▶ [Task instructions]: Rewrite the data below starting with the line that contains "Annotation task: tag one point per instance of the digital" and continuing through the end of the data, keeping every line. Offset each coordinate in the answers by adding 40 to it.

Extracted data entries:
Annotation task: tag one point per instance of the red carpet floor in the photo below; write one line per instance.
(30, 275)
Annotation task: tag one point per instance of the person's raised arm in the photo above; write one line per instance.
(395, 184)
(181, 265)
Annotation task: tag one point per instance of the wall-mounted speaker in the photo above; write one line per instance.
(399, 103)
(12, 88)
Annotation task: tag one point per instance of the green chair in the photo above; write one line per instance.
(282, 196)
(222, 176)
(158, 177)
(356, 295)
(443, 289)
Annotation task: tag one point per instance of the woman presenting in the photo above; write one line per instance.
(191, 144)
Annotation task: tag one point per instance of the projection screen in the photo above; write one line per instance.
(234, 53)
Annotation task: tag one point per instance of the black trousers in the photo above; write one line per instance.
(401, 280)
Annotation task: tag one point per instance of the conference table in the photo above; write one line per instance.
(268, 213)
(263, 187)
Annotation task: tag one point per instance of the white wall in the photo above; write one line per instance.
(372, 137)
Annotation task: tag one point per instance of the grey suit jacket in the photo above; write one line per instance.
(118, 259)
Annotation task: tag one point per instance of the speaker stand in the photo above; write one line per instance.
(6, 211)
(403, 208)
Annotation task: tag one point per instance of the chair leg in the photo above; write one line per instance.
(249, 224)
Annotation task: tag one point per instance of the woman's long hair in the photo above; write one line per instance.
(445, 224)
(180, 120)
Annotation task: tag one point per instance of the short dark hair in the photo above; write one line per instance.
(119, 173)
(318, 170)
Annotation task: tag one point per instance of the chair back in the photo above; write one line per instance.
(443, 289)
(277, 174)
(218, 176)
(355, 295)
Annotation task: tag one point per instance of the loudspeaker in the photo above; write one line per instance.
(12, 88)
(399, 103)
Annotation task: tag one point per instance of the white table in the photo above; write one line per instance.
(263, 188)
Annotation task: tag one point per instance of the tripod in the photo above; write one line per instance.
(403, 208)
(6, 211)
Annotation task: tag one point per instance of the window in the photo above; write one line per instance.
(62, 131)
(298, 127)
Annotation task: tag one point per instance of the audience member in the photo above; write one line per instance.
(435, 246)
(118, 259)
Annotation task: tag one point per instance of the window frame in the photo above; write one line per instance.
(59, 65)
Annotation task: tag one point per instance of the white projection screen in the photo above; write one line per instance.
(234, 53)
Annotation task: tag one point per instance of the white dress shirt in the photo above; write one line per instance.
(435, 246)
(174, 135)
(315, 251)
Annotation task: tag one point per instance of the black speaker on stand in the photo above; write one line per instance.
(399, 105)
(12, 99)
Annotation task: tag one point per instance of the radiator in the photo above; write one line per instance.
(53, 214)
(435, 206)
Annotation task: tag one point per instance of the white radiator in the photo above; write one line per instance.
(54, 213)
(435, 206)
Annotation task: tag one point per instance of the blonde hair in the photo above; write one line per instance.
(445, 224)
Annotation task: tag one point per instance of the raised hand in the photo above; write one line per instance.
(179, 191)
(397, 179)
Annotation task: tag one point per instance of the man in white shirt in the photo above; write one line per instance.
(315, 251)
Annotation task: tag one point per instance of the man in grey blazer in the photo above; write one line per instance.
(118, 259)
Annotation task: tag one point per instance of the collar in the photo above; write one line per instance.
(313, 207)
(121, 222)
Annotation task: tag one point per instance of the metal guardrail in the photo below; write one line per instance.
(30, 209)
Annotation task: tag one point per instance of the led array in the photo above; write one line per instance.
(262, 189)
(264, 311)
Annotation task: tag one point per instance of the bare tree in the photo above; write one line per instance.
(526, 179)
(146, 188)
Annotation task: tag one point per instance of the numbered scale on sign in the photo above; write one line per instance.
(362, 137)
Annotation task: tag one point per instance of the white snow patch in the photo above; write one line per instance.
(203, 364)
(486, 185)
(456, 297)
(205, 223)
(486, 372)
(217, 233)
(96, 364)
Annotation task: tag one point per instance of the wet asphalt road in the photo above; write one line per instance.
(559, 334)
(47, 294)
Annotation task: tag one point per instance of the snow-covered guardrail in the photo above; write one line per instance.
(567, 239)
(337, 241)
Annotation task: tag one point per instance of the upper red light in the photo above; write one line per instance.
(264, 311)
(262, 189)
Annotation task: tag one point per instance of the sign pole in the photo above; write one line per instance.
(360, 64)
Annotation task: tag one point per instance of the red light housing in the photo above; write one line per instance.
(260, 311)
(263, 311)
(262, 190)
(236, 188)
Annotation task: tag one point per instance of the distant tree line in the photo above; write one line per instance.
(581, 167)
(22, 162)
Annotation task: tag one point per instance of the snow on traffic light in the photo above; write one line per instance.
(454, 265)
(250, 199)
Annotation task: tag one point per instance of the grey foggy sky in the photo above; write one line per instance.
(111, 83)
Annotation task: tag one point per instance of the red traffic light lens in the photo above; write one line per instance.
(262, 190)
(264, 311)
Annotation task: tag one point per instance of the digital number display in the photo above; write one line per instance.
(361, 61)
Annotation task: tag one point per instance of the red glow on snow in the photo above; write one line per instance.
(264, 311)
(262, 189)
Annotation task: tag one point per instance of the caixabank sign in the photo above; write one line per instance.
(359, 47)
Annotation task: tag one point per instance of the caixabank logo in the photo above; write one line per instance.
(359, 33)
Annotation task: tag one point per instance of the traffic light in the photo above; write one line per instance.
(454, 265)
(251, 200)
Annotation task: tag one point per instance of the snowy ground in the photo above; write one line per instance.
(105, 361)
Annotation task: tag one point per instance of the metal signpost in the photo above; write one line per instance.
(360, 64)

▶ [Completed task]:
Annotation task: tag one point per instance of the digital number display in the photo above; write one line per instance.
(401, 101)
Annotation task: tag one point per instance of the red glow on snow in the photo above; write one line per instance.
(304, 351)
(302, 229)
Annotation task: tag one point per instance of the caixabank sign in the photo above; write one line per instance.
(399, 87)
Annotation task: tag one point per instance of the caixabank logo in the photo above; write one line per instance.
(399, 73)
Annotation task: tag one point per instance of the traffic light in the photo above; write one line per instance.
(494, 305)
(291, 240)
Annotation task: tag one point per instance of the snowy ground in the photo above; write one line per instance.
(145, 401)
Annotation task: tag one point per instance of the metal signpost in the photo above; write one line per instance.
(400, 104)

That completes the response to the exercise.